• _抜粋本文_:
あきやま幾代さんは服飾を学んだ後、当時の日本のファッション界をひっぱていた株式会社鈴屋にデザイナーとして入社。パリ支店設立の際に立ち上げメンバーとして渡仏し、パリでのファッションショーにもディレクターとして関わったという、輝かしい経歴の持ち主です。
ファッションの世界でバリバリと才能を発揮してきた秋山さんですが、実は“もったいない”精神にあふれたお方でもあります。
例えば、トマトの種を植えて苗を育てたり、夏みかんの皮でオレンジピールをつくったり……「捨てちゃえばゴミなのよ。もったいなくて捨てられない!!」と、とびきりの笑顔で、とても楽しそうに言います。多くの人が捨ててしまうようなものに少しだけ手を加え、自分のセンスを加えることで、見違えるほど新鮮なものに生まれ変わらせることのできるあきやまさんは、魔法使いのようです。モードなファッション雑誌から飛び出してきそうな「平成のもったいないおばさま」と呼びたくなるほどのキャラクター!
あきやまさんが制作するのは、古布を使ったリメイク服です。
“箪笥の肥やしと化し、邪魔者扱いされた着物”を生まれ変わらせます。
古くなった着物をほどき、直線縫いで洋服を仕立てるのですが、例えば一枚のブラウス用に何種類かの着物の生地を用いて、斜めに切り替えるなど、着物の生地の柔らかさ、柄の個性をいかした作品が並びます。
洋服の世界にいたあきやまさんが着物のリメイク服を作り始めたきっかけは、和裁をしていたお母様の着物をたくさん譲ってもらったこと。
試しに着物をほどき、洋服にしてみたら面白いもができたのだそうです。
最初のうちは洋服の型紙で制作していましたが、型紙に合わせて着物にハサミを入れることが「次第に辛くなってきた」といいます。そこで、曲線的な布の使い方をする洋服仕様ではなく、和服の真髄とも言える直線断ちでリメイクしようと思い立ったそうです。

• _課題 1_:
次の(a)〜(c)の記述があきやま幾代さんの紹介文の内容と合っているかどうかを、それぞれ「はい」か「いいえ」で答えてください。各答えには、判断の決め手となる紹介文の語句をそのまま引用して添えてください。
(a) あきやまさんは、パリ支店設立の立ち上げメンバーとしてフランスに渡った。
(b) あきやまさんは、今も洋服の型紙に合わせて着物を裁断している。
(c) 着物のリメイク服を作り始めたきっかけは、母親から着物をたくさん譲ってもらったことである。
• _課題 2_:
あきやま幾代さんの紹介文を、最後の文の後から書き継いでください。

• _提示資料_:

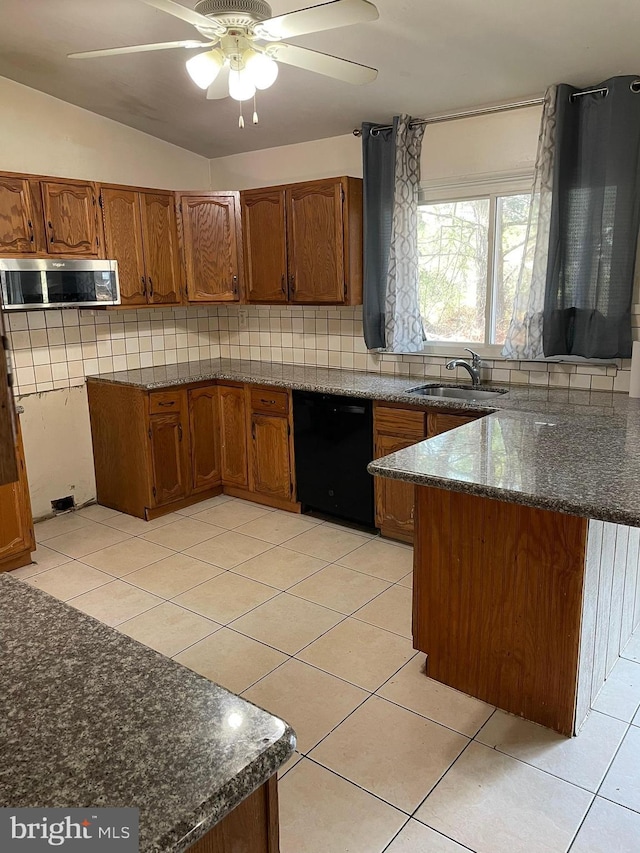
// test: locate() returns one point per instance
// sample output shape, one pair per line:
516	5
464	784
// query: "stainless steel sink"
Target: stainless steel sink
457	392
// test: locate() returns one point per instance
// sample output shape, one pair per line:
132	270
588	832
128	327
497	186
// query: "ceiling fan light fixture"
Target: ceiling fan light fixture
241	85
262	68
203	68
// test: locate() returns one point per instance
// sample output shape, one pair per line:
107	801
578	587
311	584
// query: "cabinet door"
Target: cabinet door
70	218
160	241
16	524
210	247
8	465
270	455
316	242
169	455
16	217
394	499
264	234
233	429
205	442
123	242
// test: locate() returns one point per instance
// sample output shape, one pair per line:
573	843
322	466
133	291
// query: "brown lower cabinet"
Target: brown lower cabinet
397	427
16	524
157	451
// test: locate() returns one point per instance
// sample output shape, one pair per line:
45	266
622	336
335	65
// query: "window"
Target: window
470	254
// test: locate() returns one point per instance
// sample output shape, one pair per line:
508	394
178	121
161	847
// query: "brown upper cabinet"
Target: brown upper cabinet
48	216
264	230
71	220
303	242
160	241
141	234
17	230
210	231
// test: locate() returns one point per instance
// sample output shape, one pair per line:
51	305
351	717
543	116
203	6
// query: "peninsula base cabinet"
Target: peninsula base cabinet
396	427
158	451
17	540
252	826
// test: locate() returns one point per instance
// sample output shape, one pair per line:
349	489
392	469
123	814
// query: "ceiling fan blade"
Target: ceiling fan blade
179	11
138	48
220	87
326	16
322	63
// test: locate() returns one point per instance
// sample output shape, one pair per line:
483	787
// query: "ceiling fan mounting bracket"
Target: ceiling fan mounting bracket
234	13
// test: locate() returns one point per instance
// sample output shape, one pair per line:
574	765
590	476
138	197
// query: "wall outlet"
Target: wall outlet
63	504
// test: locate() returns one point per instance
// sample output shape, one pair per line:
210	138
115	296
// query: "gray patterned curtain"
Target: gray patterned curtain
524	337
392	317
594	221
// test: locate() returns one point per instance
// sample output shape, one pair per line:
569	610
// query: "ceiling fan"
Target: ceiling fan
244	44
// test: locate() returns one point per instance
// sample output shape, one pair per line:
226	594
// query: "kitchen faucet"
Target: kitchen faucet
472	368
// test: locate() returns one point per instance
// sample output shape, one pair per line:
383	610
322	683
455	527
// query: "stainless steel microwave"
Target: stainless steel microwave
51	283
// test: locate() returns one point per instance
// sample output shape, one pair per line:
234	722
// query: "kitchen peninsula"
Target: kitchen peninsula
527	511
526	580
90	717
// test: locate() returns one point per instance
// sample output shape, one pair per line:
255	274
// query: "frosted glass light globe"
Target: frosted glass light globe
241	86
203	68
263	70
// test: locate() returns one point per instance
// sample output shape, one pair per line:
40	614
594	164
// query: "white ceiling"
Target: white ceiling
433	56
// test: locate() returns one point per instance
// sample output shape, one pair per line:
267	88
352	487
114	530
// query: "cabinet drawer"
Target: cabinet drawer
165	401
400	422
268	400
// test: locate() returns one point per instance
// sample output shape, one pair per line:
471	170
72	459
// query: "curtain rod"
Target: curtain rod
516	105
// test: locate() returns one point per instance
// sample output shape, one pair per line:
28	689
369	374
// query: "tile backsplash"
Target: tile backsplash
58	349
332	337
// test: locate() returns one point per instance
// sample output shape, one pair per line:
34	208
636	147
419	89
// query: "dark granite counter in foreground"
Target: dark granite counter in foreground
89	717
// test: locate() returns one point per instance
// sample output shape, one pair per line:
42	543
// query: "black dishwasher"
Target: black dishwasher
333	438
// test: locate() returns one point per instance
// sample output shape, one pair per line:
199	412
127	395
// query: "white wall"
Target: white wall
501	142
44	135
305	161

• _回答 1_:
(a) はい。「パリ支店設立の際に立ち上げメンバーとして渡仏し」
(b) いいえ。「最初のうちは洋服の型紙で制作していましたが、型紙に合わせて着物にハサミを入れることが「次第に辛くなってきた」といいます。」
(c) はい。「和裁をしていたお母様の着物をたくさん譲ってもらったこと」

• _回答 2_:
もともと着物は直線断ちで、生地を無駄なく利用してできた衣服。一度仕立てた着物を、仕立て直しや縫い替えを繰り返し、最後はおむつや雑巾などにして使い尽くしていたという、美しさだけでない日本の伝統を今に伝えたいという思いも芽生えました。
「ほころびを繕ったあとなんかを見つけると、持ち主の慈しみの気持ちが伝わってきて、もう震えがくるほど心に響くときがあるのよ」と、あきやまさんは語ってくださいました。私はその言葉を聞き、あきやまさんご自身の衣服や布への愛情と、ご自分のフィルターを通してオシャレに再利用する才能に感動しました。
他にもあきやまさんならではの面白いエピソードがあります。
なんと、あきやまさんは制作時にメジャーが使わないというのです。講師を務める講座でも同様で、「個人によって体型は違っても、着物の寸法にそれほど差は生じていないのが不思議ね」とおっしゃいます。
たとえば、寸法を伝える時には、「袖2枚分、襟の布地で」といった感覚。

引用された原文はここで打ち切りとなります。